- TASK DIRECTIONS
Range to reproduce from the entries below: the line with "[tag] front wheel: a pin per instance", the line with "[tag] rear step: a pin per instance", and every line in between. Give them exactly and give nothing else.

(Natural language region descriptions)
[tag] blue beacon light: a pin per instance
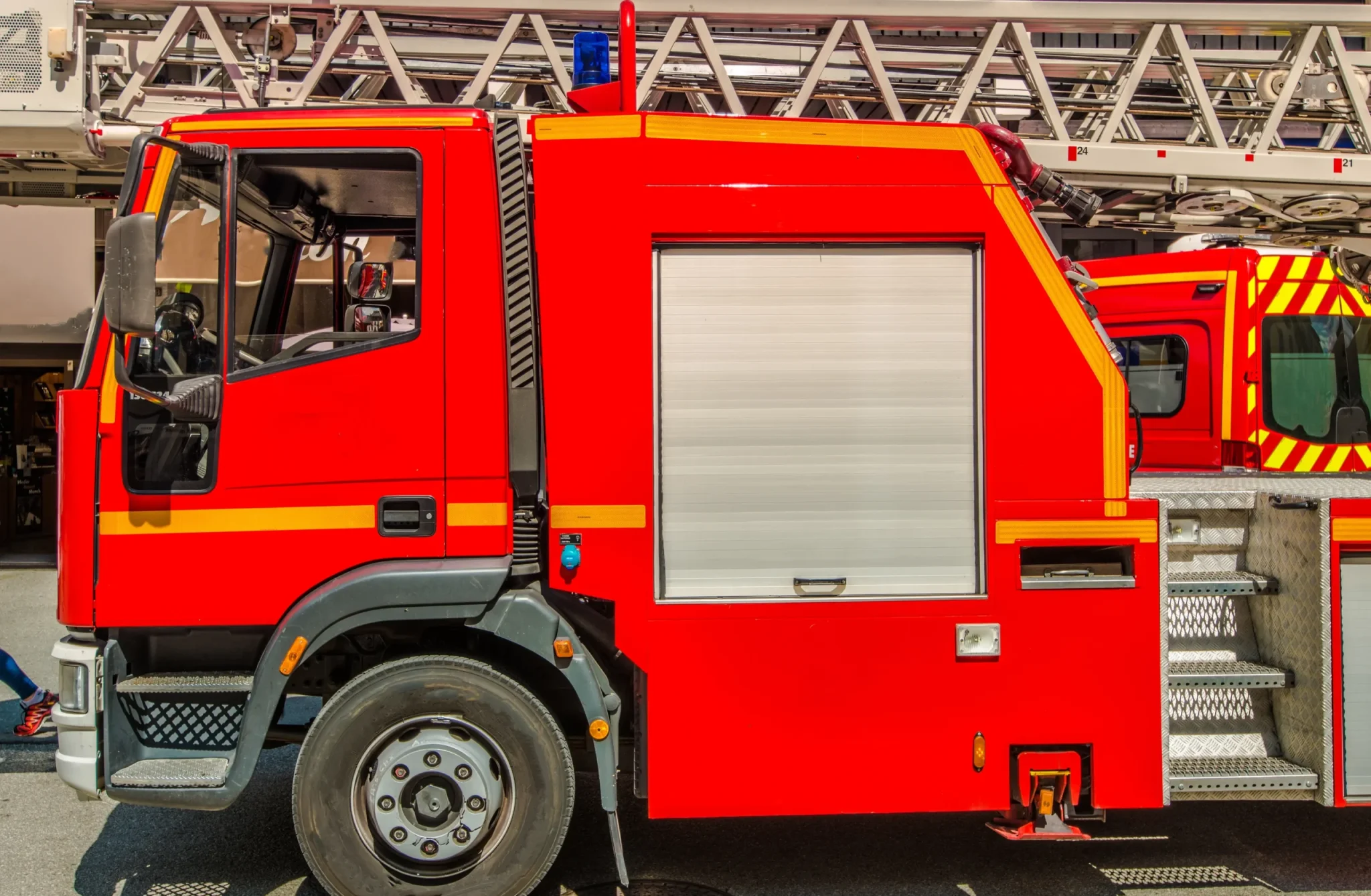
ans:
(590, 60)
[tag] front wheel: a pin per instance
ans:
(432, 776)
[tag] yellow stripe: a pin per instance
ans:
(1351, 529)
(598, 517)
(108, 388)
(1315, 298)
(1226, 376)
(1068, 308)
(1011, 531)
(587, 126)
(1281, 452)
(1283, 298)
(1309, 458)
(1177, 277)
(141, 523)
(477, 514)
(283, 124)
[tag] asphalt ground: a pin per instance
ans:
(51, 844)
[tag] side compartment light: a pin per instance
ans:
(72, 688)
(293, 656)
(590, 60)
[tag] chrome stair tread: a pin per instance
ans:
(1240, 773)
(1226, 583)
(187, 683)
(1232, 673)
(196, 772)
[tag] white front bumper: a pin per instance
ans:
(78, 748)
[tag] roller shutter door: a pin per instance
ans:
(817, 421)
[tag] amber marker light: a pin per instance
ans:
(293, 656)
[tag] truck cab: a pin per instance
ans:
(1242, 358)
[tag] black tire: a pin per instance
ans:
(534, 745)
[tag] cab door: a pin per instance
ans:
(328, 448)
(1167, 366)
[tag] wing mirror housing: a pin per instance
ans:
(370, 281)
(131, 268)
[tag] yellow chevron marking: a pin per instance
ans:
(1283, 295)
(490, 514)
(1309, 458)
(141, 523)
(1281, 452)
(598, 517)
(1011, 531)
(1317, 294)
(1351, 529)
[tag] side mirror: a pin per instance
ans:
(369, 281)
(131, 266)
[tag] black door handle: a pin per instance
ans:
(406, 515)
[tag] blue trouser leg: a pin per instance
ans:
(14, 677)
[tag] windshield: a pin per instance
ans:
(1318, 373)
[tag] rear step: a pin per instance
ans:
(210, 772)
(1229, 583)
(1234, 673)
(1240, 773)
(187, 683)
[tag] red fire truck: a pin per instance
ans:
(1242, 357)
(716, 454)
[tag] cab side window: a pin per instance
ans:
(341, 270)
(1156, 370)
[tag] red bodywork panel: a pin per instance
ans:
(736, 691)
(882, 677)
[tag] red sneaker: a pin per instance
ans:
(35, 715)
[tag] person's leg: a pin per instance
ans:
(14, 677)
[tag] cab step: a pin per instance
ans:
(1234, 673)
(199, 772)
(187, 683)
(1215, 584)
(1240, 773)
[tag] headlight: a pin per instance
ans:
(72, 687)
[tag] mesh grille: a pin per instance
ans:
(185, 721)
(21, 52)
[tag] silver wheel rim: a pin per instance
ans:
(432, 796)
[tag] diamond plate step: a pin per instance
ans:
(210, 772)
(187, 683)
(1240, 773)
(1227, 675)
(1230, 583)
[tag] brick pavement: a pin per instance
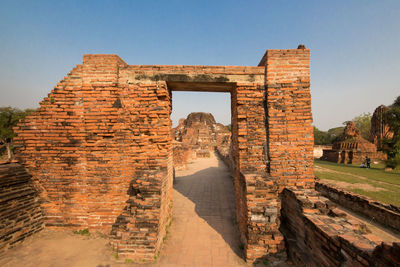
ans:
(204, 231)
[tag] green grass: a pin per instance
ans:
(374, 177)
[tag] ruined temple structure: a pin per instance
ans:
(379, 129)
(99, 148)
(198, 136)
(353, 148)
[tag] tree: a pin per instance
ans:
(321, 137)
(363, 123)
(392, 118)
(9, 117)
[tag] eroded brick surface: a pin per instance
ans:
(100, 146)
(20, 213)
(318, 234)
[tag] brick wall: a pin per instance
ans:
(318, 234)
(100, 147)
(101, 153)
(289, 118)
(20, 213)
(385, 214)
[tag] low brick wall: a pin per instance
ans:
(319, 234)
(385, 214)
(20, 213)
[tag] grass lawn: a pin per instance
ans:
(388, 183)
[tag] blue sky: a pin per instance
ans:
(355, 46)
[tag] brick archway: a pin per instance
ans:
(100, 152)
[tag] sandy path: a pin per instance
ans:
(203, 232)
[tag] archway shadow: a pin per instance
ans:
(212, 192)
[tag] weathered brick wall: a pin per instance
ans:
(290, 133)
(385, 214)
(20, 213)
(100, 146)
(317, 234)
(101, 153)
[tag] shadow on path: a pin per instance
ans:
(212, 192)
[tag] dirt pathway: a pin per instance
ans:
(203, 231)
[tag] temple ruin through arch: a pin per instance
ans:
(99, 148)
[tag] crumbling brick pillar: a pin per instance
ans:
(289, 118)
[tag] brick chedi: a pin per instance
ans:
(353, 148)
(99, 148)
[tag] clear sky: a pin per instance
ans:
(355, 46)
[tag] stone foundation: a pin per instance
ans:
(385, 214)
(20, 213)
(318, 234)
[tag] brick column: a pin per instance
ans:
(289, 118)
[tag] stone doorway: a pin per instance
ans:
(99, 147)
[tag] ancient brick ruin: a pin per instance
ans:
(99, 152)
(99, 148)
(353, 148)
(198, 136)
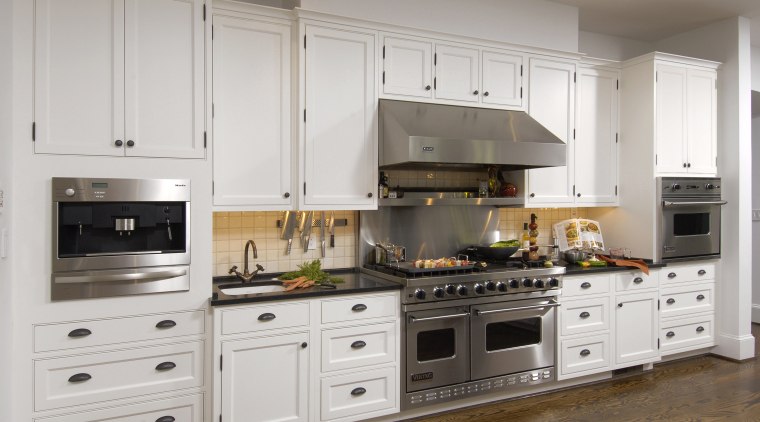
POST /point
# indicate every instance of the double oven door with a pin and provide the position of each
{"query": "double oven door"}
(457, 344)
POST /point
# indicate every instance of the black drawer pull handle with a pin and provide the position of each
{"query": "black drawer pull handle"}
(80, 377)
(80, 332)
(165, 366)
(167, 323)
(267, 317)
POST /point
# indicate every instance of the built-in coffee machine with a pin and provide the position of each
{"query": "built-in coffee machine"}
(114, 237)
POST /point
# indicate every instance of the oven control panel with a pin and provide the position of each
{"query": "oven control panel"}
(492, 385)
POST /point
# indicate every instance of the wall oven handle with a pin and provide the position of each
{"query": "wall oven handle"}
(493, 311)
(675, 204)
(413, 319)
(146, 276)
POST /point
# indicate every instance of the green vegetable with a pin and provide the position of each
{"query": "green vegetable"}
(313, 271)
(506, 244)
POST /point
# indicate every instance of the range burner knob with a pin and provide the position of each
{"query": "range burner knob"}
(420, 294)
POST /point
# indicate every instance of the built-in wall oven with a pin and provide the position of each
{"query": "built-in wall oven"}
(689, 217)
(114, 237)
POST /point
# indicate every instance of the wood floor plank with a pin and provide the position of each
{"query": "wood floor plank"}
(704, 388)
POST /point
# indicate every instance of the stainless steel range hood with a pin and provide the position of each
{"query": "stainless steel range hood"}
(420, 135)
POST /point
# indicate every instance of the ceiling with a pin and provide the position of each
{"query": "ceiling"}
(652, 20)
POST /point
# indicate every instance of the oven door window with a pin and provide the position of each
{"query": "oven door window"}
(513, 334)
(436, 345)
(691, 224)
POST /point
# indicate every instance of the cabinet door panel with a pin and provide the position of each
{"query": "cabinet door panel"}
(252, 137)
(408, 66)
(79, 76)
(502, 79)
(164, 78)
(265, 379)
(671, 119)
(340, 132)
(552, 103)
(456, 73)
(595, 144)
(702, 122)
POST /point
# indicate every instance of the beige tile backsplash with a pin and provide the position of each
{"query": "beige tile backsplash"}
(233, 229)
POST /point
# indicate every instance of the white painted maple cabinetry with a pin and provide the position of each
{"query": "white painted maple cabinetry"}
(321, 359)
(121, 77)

- ANSWER FOR THE TASK
[tag] front wheel: a pin per instance
ans:
(432, 776)
[tag] yellow stripe: a pin per instance
ans:
(1351, 529)
(598, 517)
(108, 388)
(1315, 298)
(1226, 376)
(1068, 308)
(1011, 531)
(587, 126)
(1281, 452)
(1283, 298)
(1309, 458)
(1177, 277)
(141, 523)
(477, 514)
(283, 124)
[tag] asphalt ground: a pin per instance
ans:
(51, 844)
[tag] side compartment light: a pin per instance
ans:
(72, 688)
(293, 656)
(590, 60)
[tag] chrome stair tread: a pin per instance
ans:
(1240, 773)
(1226, 583)
(187, 683)
(1232, 673)
(196, 772)
[tag] white front bumper: a pin per instance
ans:
(78, 748)
[tag] roller shutter door: a pin per instance
ans:
(817, 421)
[tag] amber marker light: a pin per instance
ans:
(293, 656)
[tag] truck cab: a pin per instance
ans:
(1242, 358)
[tag] black tire: a pin per instance
ans:
(534, 745)
[tag] cab door: a pin per instance
ans:
(328, 448)
(1167, 366)
[tag] wing mirror housing: a pin per instance
ans:
(370, 281)
(131, 268)
[tag] yellow chevron marking: a pin per instance
ans:
(1283, 295)
(490, 514)
(1309, 458)
(141, 523)
(1281, 452)
(598, 517)
(1011, 531)
(1317, 294)
(1351, 529)
[tag] side mirror: a pin per instance
ans:
(369, 281)
(131, 266)
[tag] black door handle: a pin per instance
ans:
(406, 515)
[tag] blue trouser leg: a pin per instance
ans:
(14, 677)
[tag] windshield: a pin per instance
ans:
(1318, 373)
[tag] rear step: a pin per instance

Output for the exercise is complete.